**Set problem**
Retype each of the lines below word for word, keeping every character unchanged.
###
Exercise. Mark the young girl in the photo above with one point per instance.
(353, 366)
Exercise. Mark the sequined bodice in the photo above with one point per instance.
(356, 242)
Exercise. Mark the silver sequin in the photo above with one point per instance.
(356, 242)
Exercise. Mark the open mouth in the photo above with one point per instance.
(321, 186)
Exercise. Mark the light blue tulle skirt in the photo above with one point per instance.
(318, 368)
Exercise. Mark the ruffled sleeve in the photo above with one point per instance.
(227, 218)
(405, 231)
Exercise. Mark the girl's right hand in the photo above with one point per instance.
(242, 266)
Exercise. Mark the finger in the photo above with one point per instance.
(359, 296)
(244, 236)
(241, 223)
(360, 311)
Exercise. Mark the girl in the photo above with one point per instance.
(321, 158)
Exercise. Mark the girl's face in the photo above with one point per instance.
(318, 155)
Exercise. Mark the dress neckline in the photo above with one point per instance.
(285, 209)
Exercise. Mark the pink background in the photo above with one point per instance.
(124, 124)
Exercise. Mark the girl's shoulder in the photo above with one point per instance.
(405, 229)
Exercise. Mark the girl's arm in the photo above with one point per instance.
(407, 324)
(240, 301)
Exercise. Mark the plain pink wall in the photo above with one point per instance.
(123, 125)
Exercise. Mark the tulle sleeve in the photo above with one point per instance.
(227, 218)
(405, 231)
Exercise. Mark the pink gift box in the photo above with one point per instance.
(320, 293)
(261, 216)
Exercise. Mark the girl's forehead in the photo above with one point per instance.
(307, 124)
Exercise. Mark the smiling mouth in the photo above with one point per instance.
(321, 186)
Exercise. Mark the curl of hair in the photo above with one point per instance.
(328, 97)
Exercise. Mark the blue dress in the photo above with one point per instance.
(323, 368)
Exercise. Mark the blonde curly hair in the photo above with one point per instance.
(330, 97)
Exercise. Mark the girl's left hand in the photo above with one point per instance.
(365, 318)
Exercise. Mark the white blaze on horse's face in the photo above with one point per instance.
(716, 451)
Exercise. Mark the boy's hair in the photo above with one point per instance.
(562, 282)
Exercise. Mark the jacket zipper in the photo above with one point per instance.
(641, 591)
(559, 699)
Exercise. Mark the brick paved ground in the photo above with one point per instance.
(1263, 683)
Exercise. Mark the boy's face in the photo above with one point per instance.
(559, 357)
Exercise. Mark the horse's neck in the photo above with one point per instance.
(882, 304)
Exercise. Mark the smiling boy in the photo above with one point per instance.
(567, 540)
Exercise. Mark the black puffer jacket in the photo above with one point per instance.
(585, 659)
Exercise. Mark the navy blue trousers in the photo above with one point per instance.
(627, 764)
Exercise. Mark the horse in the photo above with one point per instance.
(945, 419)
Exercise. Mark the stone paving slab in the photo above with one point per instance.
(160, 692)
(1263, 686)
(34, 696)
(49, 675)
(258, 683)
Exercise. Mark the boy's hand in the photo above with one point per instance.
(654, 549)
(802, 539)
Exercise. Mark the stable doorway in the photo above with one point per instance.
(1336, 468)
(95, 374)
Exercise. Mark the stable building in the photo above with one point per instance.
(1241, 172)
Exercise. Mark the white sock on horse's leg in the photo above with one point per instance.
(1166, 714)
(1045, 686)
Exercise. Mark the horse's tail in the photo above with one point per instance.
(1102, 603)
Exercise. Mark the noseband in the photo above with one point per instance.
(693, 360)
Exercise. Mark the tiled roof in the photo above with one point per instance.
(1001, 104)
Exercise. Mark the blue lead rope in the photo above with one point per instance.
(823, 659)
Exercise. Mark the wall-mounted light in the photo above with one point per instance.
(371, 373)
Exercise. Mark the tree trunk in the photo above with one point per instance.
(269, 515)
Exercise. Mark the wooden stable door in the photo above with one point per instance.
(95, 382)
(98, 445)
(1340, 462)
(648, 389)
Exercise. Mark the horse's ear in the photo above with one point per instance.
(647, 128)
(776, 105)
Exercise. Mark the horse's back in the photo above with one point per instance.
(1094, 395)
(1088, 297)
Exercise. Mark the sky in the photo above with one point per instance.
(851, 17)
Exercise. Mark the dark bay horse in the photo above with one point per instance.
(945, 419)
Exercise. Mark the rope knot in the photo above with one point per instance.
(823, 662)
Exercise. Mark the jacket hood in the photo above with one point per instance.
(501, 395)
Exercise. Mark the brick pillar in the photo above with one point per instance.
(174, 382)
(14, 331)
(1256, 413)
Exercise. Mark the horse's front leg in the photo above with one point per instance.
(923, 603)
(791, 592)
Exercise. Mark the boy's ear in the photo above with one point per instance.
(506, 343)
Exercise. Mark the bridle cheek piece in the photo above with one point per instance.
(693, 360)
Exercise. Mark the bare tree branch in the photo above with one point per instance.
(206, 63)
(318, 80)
###
**Solution to this task**
Exercise. Mark the young girl in the photo above with one point per instance.
(353, 366)
Exercise. Mark the sequined bodice in the photo above with one point per instance.
(356, 242)
Exercise. Mark the silver sequin in the photo above with one point per instance.
(356, 242)
Exercise. Mark the open mouth in the photo above with one point per instance.
(321, 186)
Exercise. Mark the light blue tulle skirt in the photo above with one point per instance.
(318, 368)
Exercise. Mark the ruffled sleeve in the photo above with one point per instance.
(227, 218)
(405, 231)
Exercise. Mark the girl's right hand in the photo above with one point per instance.
(242, 266)
Exercise. Mark the finger in the photo above with one point per instance.
(359, 296)
(244, 236)
(241, 223)
(360, 311)
Exercise. Mark the girl in the photo above with one point per instance.
(321, 158)
Exercise. Mark the girl's face in the photo above with one point per instance.
(318, 155)
Exercise. Mark the dress neckline in the photo above with one point per instance.
(285, 209)
Exercise. Mark the pink background in the photo above with one point per instance.
(124, 124)
Exercise. Mark the girl's shoulder in the photo above with one point per instance.
(405, 229)
Exercise. Mark the girl's arm in the photo above with one point per instance.
(407, 324)
(240, 301)
Exercise. Mark the plain pink wall in the photo above with one point per instance.
(123, 125)
Exercise. Mark the tulle sleeve in the photo above with one point per instance.
(227, 218)
(405, 231)
Exercise. Mark the pink gift box in the photo above with one point per instance.
(320, 293)
(261, 216)
Exercise. Mark the girl's forehead in the photo above with one point per instance.
(307, 124)
Exercise. Mark the smiling mouth in the photo above with one point per instance.
(321, 186)
Exercise. Mark the curl of hair in the photo above with one point per instance.
(328, 97)
Exercise. Mark the blue dress in the photo above with one point per instance.
(323, 368)
Exercise. Mark the blonde curly hair in the photo above with one point per instance.
(330, 97)
Exercise. Mark the girl's left hand in the photo above with one point per instance.
(365, 318)
Exercise. Mark the white blaze on horse's face in the photo above with one point per instance.
(716, 451)
Exercise. Mark the boy's hair in the photo above with one point per instance.
(562, 282)
Exercise. Mark the jacket zipper in the photo above with one point per instance.
(641, 591)
(559, 699)
Exercise. Mark the brick paved ground in the photo above with one point per instance.
(1263, 683)
Exercise. Mark the boy's face in the photo above with one point per instance.
(559, 357)
Exercise. Mark the horse's neck in the photo above with one point per instance.
(882, 304)
Exercise. Mark the smiling boy in the photo above with one point per instance.
(567, 540)
Exercise. Mark the black puffer jacket in the photo above with one point per instance.
(585, 659)
Exercise. Mark the navy blue trousers in the photo above with one point per instance.
(627, 764)
Exercise. Mark the horse in the photo above with one point per instance.
(945, 419)
Exercise. Mark the stone paving slab in the photo above with one point per instance.
(160, 692)
(1263, 686)
(34, 696)
(49, 675)
(258, 683)
Exercise. Mark the boy's hand in the photo above with one point per instance.
(654, 549)
(802, 539)
Exercise. Mark the stable doorway in the photo above with one point per instance.
(1336, 468)
(95, 374)
Exercise. Mark the stable building in the photo above with one point per instance.
(1241, 172)
Exercise. Mark the white sock on horse's leg in the photo above with one point per instance.
(1166, 714)
(1045, 686)
Exercise. Mark the horse's tail in the photo above with one point per instance.
(1102, 603)
Exercise. Mark the noseband in the photo above with one point per instance.
(693, 360)
Exercise. Mark the tiled roof in the photo above with one point per instance.
(1001, 104)
Exercise. Mark the blue lead rope in the photo above with one point per instance.
(823, 659)
Exercise. Mark the wall-mounted light in the photo above with one point per instance.
(371, 373)
Exercise. Mark the tree trunk in the photo above with one point per instance.
(269, 515)
Exercise. Mark the wooden stable door in the photo above with one point per instance.
(95, 382)
(98, 445)
(1340, 462)
(648, 389)
Exercise. Mark the horse's ear in the photo above with one point per instance.
(647, 128)
(776, 105)
Exercise. Mark the horse's back in the photo above with one point per instance.
(1094, 395)
(1088, 297)
Exercise. Mark the sky in the photo above with one point per instance.
(851, 17)
Exercise. Mark the dark bay horse in the photo above with one point per instance.
(945, 419)
Exercise. Mark the rope knot in the photo above with one point per instance.
(823, 662)
Exercise. Mark the jacket hood in the photo above with one point per instance.
(501, 395)
Exercise. Mark the brick pillar in the photo above with one point per instance.
(174, 382)
(14, 331)
(1256, 413)
Exercise. Mark the horse's front leg in the photo above with one point per instance.
(923, 603)
(791, 592)
Exercise. Mark the boy's ear in the photo above with one point per instance.
(506, 343)
Exercise. Mark the bridle cheek piece in the photo above with one point per instance.
(693, 360)
Exercise. Mark the bare tree branch in the photo above with one point per instance.
(206, 63)
(318, 80)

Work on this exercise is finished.